Treat the line containing "Reviewer note: confirm that every instance of the dried" as the first line of the answer and the last line of the data as its final line, reproducing every line between exactly.

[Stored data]
------------

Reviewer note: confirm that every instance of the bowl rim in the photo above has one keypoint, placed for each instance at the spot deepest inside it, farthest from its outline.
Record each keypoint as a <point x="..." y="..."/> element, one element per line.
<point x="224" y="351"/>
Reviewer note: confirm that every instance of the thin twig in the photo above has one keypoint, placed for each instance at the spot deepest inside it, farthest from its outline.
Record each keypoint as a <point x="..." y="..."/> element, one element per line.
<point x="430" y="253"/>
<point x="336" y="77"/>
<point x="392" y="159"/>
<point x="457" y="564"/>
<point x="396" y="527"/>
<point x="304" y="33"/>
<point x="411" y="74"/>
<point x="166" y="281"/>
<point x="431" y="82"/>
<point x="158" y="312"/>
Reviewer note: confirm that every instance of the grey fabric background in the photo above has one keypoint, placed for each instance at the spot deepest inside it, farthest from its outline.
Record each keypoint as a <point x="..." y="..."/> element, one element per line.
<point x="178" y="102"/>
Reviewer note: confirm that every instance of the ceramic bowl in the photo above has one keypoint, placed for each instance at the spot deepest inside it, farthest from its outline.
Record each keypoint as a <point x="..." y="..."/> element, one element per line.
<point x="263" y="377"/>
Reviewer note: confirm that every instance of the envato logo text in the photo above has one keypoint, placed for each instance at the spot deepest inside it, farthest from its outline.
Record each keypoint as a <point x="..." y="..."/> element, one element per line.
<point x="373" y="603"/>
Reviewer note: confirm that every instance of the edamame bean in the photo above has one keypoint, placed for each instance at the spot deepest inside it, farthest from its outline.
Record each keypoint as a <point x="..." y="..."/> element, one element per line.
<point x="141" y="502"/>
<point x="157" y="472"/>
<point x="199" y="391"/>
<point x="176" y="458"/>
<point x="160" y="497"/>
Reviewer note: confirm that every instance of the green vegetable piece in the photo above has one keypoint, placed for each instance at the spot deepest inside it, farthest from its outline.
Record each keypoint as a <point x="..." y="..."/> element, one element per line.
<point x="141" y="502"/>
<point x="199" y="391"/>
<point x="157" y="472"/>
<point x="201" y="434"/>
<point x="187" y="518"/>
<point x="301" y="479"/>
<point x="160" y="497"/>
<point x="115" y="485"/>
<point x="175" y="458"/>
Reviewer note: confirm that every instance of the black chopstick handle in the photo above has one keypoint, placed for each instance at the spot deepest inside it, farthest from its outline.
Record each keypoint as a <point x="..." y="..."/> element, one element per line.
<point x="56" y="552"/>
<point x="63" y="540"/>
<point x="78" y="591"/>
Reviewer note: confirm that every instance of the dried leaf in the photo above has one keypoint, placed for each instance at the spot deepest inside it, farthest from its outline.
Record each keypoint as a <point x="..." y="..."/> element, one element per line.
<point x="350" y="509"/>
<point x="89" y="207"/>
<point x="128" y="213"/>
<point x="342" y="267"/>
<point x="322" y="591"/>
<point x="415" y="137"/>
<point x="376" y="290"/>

------------

Written response:
Reviewer note: confirm that every instance of the dried leaf in the photo above has one keypoint, placed for each instance at the spot deepest inside it, farthest from its outline.
Record each keypoint as a <point x="..." y="..."/> element, one element per line.
<point x="350" y="509"/>
<point x="89" y="207"/>
<point x="128" y="213"/>
<point x="342" y="267"/>
<point x="322" y="591"/>
<point x="415" y="137"/>
<point x="376" y="290"/>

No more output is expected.